[Stored data]
________________

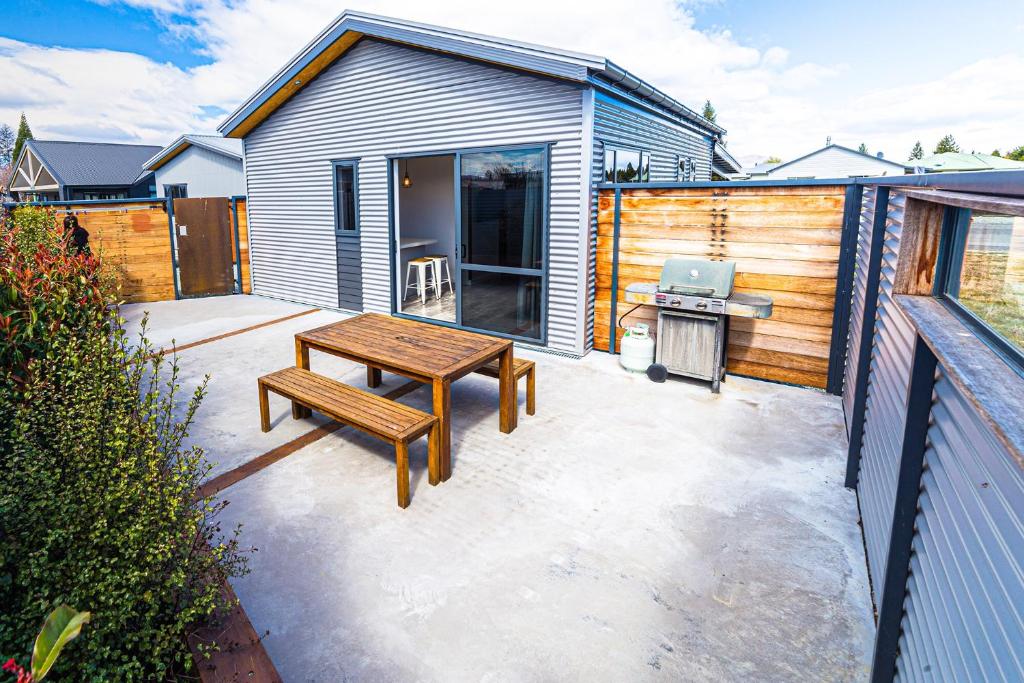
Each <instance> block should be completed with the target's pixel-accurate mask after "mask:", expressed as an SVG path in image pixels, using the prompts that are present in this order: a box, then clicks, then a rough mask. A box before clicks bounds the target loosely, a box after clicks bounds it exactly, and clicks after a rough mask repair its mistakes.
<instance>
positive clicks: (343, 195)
mask: <svg viewBox="0 0 1024 683" xmlns="http://www.w3.org/2000/svg"><path fill="white" fill-rule="evenodd" d="M357 199H358V190H357V188H356V173H355V162H334V223H335V229H337V230H338V231H339V232H354V231H355V230H357V229H358V224H357V222H356V221H357V216H358V207H357V206H356V202H357Z"/></svg>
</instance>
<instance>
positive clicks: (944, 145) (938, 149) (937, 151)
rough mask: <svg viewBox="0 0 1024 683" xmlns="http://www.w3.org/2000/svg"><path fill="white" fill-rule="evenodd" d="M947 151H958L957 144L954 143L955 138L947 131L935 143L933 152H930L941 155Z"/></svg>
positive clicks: (955, 141) (950, 151)
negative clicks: (936, 142) (949, 133)
mask: <svg viewBox="0 0 1024 683" xmlns="http://www.w3.org/2000/svg"><path fill="white" fill-rule="evenodd" d="M947 152H959V145H958V144H956V140H955V139H954V138H953V136H952V135H951V134H949V133H946V134H945V135H944V136H943V137H942V139H941V140H939V143H938V144H936V145H935V152H933V153H932V154H936V155H942V154H945V153H947Z"/></svg>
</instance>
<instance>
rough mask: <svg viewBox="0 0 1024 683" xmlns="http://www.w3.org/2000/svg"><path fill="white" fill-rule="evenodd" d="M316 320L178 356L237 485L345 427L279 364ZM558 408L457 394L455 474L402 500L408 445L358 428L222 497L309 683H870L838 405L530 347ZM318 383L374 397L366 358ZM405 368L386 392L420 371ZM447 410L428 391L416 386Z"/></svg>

________________

YOUR ASSIGNMENT
Report each line above containing the string "rough".

EXPECTED ANSWER
Each <instance> block should be completed with the target's pixel-accurate mask after "mask:", expressed as an SVG path in image pixels, using the prompts that are present in this order: a box, then clicks, then a rough mask. A box before clicks bounds the target loosely, a box after clicks bounds it exactly, and clicks after a rough mask repair its mistakes.
rough mask: <svg viewBox="0 0 1024 683" xmlns="http://www.w3.org/2000/svg"><path fill="white" fill-rule="evenodd" d="M947 151H958L957 144L954 143L955 138L947 131L935 143L933 152H930L941 155Z"/></svg>
rough mask: <svg viewBox="0 0 1024 683" xmlns="http://www.w3.org/2000/svg"><path fill="white" fill-rule="evenodd" d="M316 320L178 356L237 485L345 427L279 364ZM558 408L457 394L455 474L402 500L408 445L358 428L222 497L309 683H870L838 405L530 347ZM318 383L374 397L366 358ZM405 368L386 392L420 371ZM447 410L428 391L416 386Z"/></svg>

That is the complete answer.